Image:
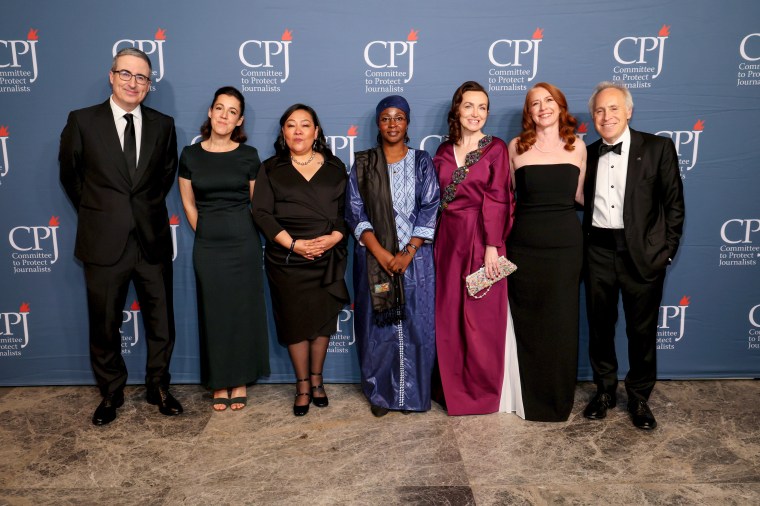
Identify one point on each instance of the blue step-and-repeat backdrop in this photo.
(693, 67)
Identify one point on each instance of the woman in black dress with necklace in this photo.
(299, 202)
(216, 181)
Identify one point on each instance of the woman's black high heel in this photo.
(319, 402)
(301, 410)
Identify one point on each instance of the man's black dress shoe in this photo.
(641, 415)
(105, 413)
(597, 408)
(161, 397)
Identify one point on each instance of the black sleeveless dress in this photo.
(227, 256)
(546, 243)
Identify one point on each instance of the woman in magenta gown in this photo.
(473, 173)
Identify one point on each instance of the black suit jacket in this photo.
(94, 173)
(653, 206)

########################################

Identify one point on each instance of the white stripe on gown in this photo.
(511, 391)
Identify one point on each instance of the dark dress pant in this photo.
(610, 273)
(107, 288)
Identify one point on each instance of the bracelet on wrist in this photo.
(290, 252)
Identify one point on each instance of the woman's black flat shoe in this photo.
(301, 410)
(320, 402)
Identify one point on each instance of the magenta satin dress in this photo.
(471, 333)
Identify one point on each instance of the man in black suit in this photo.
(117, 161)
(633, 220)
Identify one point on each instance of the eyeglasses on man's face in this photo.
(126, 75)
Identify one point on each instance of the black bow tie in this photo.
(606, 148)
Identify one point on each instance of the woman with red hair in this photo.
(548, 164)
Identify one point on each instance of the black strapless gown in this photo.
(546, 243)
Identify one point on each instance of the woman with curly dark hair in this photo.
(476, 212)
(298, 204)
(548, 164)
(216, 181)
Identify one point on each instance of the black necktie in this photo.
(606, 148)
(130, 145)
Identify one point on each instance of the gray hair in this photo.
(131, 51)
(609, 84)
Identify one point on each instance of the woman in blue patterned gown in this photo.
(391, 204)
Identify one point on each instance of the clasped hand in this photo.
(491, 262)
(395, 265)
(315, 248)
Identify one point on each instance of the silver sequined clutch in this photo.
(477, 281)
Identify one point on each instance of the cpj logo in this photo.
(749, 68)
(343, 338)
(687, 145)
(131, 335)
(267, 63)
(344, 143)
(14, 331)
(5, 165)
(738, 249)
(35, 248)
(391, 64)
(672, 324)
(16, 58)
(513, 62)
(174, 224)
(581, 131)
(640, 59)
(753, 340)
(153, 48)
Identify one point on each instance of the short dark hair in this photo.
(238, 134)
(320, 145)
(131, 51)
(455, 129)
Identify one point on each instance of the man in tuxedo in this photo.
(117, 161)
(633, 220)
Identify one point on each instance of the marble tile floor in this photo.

########################################

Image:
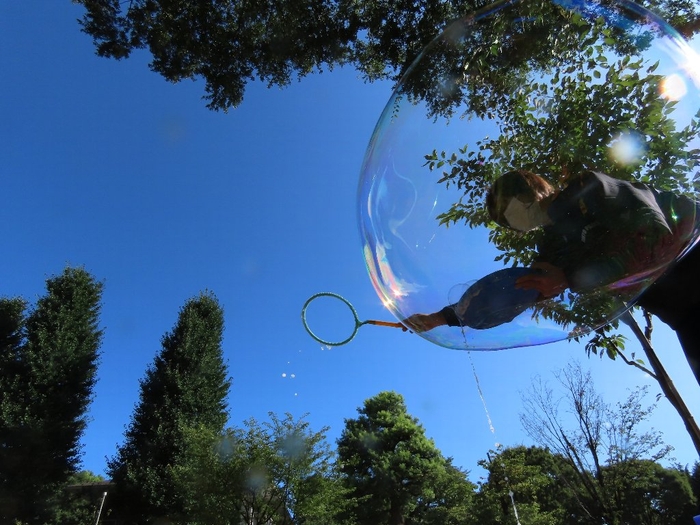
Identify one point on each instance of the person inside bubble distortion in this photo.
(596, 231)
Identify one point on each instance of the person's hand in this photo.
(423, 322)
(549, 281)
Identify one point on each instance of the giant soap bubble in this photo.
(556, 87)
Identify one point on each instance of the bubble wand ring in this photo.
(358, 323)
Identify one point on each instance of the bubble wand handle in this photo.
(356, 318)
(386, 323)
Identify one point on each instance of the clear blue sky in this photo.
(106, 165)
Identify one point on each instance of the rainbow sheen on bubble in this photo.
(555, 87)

########################################

# Work to complete
Going down the listing above, begin printing at the line with "Identify one point on each instance of the woman in blue" and finish with the line with "Identify one point on each instance of the marble", exactly as they appear.

# Result for this exercise
Identify one point on each instance of the woman in blue patterned gown in this photo.
(391, 204)
Identify one point on each instance of the clasped hand in this photo.
(491, 262)
(395, 265)
(315, 248)
Identify one point on each instance of the silver sequined clutch in this photo.
(477, 281)
Identify one point on each instance of the cpj logo in this photo.
(749, 68)
(343, 338)
(687, 145)
(131, 335)
(267, 63)
(344, 143)
(14, 331)
(5, 165)
(738, 249)
(35, 248)
(391, 64)
(672, 324)
(16, 58)
(513, 62)
(174, 224)
(581, 131)
(640, 59)
(753, 340)
(153, 48)
Identify one point on each instance of the short dark hair in this photo.
(238, 134)
(320, 145)
(131, 51)
(455, 129)
Identify one point on each instance of the man in tuxedo in this photo.
(117, 161)
(633, 220)
Identify one point on each instance of the marble tile floor in this photo.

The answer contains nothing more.